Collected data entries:
_ _ _ _
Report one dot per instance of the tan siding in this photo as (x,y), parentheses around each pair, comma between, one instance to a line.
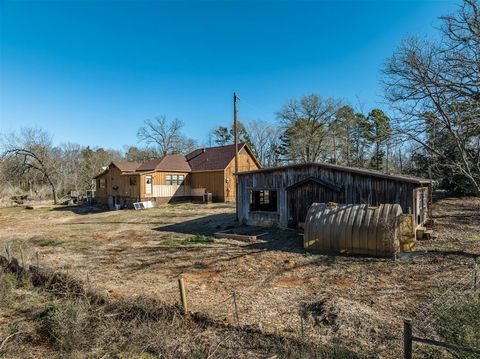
(245,163)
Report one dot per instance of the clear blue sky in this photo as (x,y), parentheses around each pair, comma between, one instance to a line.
(92,71)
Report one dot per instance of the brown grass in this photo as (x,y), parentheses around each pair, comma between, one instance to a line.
(126,253)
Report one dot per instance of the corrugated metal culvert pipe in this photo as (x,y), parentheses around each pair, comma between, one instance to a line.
(358,229)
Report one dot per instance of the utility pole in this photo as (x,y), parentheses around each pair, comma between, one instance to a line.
(235,130)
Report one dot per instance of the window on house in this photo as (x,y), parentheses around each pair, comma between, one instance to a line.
(174,179)
(263,200)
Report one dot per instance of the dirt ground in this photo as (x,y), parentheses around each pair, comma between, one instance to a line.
(358,301)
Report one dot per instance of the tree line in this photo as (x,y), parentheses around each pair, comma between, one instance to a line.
(431,128)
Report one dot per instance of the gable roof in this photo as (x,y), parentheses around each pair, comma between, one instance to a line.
(202,159)
(215,158)
(333,186)
(166,163)
(362,171)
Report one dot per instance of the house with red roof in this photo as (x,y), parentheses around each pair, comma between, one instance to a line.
(176,177)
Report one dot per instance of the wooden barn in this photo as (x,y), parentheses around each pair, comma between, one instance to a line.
(176,177)
(282,195)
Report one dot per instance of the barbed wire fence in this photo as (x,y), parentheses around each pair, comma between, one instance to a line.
(441,322)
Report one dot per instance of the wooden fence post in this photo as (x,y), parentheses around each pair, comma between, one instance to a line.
(407,339)
(183,295)
(236,308)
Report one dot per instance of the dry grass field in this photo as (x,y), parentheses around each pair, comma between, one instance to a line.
(354,304)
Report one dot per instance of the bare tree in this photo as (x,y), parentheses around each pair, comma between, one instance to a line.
(165,135)
(306,125)
(435,87)
(33,150)
(265,141)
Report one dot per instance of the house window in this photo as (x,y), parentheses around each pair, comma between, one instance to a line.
(148,185)
(263,200)
(174,179)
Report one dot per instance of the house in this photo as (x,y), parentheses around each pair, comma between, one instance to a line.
(282,195)
(176,177)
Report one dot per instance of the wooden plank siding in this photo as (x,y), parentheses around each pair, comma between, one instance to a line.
(213,181)
(214,174)
(159,179)
(356,188)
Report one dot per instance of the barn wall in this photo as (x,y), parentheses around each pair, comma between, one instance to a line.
(212,181)
(357,189)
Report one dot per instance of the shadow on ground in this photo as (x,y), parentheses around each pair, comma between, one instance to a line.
(81,209)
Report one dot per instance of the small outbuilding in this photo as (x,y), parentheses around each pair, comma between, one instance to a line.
(281,196)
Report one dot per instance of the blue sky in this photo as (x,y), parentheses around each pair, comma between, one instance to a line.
(92,71)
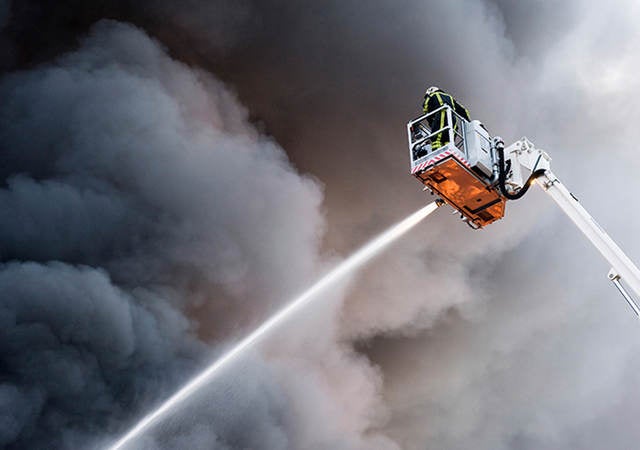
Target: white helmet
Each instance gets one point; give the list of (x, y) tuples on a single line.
[(432, 90)]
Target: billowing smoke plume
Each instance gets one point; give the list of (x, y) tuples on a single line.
[(143, 217)]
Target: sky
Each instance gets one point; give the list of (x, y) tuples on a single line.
[(173, 172)]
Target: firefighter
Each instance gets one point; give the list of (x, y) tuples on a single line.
[(434, 98)]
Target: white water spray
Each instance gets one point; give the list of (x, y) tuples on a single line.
[(344, 268)]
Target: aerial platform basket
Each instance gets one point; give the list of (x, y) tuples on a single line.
[(462, 171)]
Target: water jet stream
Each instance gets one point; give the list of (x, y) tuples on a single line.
[(347, 266)]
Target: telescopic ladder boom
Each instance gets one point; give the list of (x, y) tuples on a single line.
[(524, 155)]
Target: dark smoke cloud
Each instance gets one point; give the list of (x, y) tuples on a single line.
[(504, 339), (135, 192)]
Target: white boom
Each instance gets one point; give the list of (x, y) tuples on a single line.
[(523, 154)]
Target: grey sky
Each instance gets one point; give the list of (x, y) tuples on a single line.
[(201, 206)]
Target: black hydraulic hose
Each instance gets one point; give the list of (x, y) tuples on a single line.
[(502, 176)]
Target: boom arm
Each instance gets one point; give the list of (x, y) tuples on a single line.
[(524, 155)]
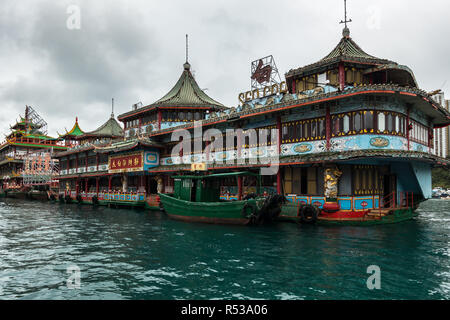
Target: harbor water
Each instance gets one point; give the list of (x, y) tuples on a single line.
[(137, 254)]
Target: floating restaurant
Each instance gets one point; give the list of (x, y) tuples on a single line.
[(351, 134)]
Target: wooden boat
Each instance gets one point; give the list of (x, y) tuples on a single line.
[(393, 213), (197, 199)]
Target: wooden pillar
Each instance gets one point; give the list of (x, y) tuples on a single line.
[(408, 126), (279, 129), (239, 143), (239, 188), (328, 127), (207, 148), (341, 76)]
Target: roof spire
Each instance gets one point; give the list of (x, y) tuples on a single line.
[(112, 109), (346, 31), (186, 65)]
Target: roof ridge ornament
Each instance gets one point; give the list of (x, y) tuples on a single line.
[(346, 31)]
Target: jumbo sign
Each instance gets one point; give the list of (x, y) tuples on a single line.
[(138, 161), (263, 92)]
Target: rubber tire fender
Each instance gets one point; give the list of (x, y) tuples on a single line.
[(309, 214)]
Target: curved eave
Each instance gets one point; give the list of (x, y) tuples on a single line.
[(396, 69), (324, 65), (162, 106), (434, 110)]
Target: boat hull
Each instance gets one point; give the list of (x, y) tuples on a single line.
[(290, 212), (232, 212)]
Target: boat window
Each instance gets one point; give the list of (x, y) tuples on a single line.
[(357, 122), (368, 120), (346, 128), (381, 122)]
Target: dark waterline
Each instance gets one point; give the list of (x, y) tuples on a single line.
[(131, 254)]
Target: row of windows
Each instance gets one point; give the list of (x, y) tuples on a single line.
[(305, 130), (171, 116), (368, 121), (419, 133), (367, 180)]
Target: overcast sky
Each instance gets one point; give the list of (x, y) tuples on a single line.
[(134, 50)]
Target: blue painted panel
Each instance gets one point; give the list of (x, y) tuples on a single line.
[(363, 204), (345, 204)]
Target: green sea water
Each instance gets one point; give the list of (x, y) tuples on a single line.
[(132, 254)]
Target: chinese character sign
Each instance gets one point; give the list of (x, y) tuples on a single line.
[(126, 163)]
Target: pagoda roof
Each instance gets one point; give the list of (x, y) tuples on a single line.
[(75, 132), (185, 94), (346, 50), (110, 129)]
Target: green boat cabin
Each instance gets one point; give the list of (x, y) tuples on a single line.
[(206, 188)]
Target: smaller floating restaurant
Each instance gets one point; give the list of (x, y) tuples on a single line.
[(354, 130)]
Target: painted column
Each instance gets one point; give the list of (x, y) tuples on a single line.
[(240, 188), (124, 182), (279, 152), (207, 148), (159, 119), (341, 76), (408, 126), (239, 143), (328, 127)]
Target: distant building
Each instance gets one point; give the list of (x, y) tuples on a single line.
[(441, 141)]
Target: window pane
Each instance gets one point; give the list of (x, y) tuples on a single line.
[(346, 124), (357, 125), (368, 120), (381, 121)]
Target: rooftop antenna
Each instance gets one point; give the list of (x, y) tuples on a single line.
[(346, 31), (186, 65), (187, 43), (112, 108)]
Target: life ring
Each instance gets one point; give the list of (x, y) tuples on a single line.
[(309, 214)]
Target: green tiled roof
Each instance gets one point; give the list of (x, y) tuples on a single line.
[(76, 131), (186, 92), (346, 49), (110, 129)]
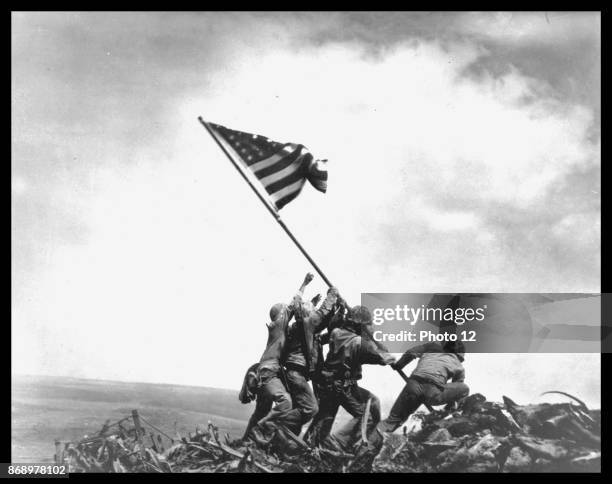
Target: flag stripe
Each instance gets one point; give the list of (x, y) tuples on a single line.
[(279, 165), (288, 180), (280, 168), (260, 165), (288, 190), (285, 172)]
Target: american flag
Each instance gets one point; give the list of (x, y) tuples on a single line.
[(282, 168)]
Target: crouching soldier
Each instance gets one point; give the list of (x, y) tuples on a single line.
[(300, 357), (428, 384), (273, 393), (350, 346)]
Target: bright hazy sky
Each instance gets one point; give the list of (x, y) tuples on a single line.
[(464, 156)]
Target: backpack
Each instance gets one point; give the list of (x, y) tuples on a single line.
[(250, 385)]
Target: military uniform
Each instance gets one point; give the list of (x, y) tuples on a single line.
[(301, 355), (427, 383), (338, 387)]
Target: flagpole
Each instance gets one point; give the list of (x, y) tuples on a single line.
[(264, 200)]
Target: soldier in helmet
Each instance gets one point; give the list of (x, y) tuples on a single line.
[(428, 384), (273, 390), (301, 355), (350, 347)]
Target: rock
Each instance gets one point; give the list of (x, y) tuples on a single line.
[(518, 461), (546, 448), (439, 435)]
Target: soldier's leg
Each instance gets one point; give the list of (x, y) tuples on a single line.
[(354, 401), (263, 406), (274, 390), (322, 423), (405, 405), (304, 402)]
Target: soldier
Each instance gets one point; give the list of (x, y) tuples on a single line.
[(273, 391), (300, 357), (350, 346), (428, 382)]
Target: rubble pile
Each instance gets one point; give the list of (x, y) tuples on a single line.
[(478, 436), (483, 436)]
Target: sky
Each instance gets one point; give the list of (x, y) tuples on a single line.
[(464, 156)]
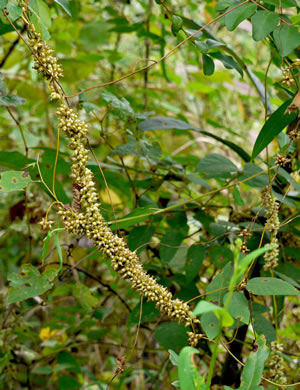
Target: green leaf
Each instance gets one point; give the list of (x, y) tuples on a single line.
[(42, 11), (220, 312), (228, 62), (216, 165), (177, 23), (169, 245), (67, 383), (46, 243), (45, 370), (140, 235), (208, 65), (29, 283), (220, 255), (270, 286), (14, 11), (287, 38), (263, 23), (187, 369), (121, 106), (65, 4), (235, 17), (221, 281), (251, 170), (164, 123), (210, 324), (237, 196), (138, 215), (194, 260), (247, 260), (263, 327), (239, 307), (173, 357), (252, 372), (273, 126), (171, 335), (14, 181)]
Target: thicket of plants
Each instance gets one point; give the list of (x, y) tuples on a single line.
[(149, 194)]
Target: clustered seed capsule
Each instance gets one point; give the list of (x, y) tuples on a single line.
[(87, 218), (194, 338), (276, 364), (46, 224), (91, 222), (44, 62), (272, 225), (287, 75)]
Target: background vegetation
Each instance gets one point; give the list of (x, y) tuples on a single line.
[(193, 135)]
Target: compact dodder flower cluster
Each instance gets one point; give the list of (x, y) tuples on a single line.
[(276, 364), (272, 225), (85, 217), (288, 78), (44, 62), (89, 221)]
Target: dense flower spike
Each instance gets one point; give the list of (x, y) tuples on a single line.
[(86, 218), (272, 225), (276, 364), (91, 222)]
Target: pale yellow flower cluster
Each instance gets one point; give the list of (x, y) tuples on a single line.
[(272, 225), (86, 218), (89, 221)]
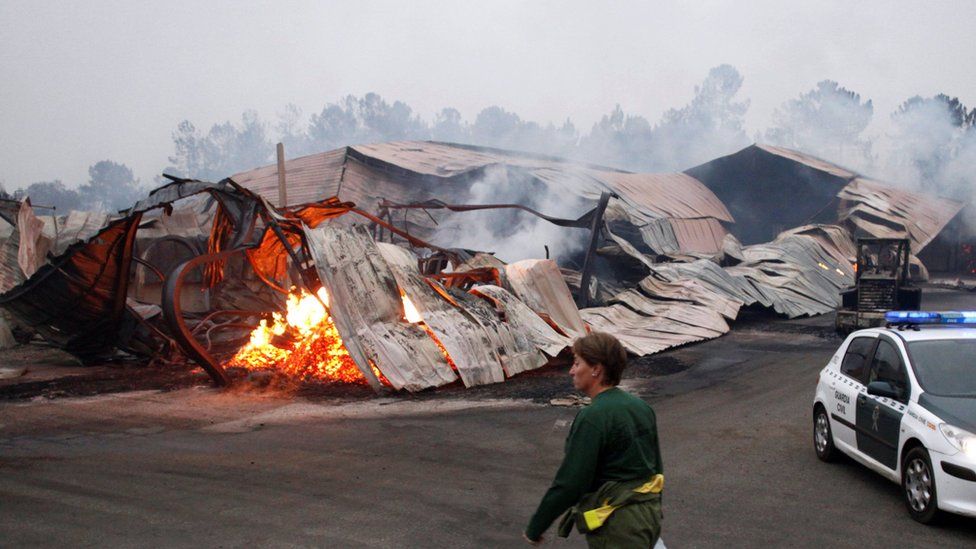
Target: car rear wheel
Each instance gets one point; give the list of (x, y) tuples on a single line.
[(918, 485), (823, 438)]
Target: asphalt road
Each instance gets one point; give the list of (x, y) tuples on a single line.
[(195, 467)]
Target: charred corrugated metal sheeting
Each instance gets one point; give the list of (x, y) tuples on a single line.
[(678, 212)]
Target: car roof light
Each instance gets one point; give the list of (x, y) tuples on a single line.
[(930, 317)]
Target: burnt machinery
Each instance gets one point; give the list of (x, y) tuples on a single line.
[(881, 284)]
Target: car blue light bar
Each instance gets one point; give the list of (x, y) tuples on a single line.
[(930, 317)]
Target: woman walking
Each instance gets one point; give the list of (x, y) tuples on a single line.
[(611, 477)]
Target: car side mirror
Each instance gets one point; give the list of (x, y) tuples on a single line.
[(883, 389)]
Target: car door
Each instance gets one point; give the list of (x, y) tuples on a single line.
[(878, 422), (847, 385)]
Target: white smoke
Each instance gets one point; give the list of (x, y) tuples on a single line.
[(510, 233)]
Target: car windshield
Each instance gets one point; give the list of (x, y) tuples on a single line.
[(945, 367)]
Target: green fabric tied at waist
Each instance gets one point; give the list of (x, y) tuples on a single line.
[(596, 507)]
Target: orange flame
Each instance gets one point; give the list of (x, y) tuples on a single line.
[(302, 343), (410, 312), (411, 315)]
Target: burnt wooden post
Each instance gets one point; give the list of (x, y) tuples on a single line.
[(584, 296), (282, 191)]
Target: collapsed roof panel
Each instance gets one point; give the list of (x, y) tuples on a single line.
[(769, 189), (368, 311), (77, 301), (808, 160), (416, 171), (465, 340), (884, 211), (540, 284), (537, 330), (676, 195)]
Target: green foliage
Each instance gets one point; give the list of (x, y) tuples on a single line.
[(826, 121)]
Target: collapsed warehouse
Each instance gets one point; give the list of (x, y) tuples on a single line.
[(373, 263)]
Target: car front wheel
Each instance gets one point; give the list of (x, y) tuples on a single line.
[(918, 485), (823, 439)]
_ _ _ _
» **PROBLEM TO WORK ON**
Leave out every line above except those from the line with "Target: curved eave" up to and including the line with "Target: boat hull", and copy those exactly.

» **COMPLETED TASK**
Target: curved eave
Each instance gets one point; give the list of (x, y) tuples on a single line.
[(396, 69), (324, 65), (162, 106), (434, 110)]
Target: boat hull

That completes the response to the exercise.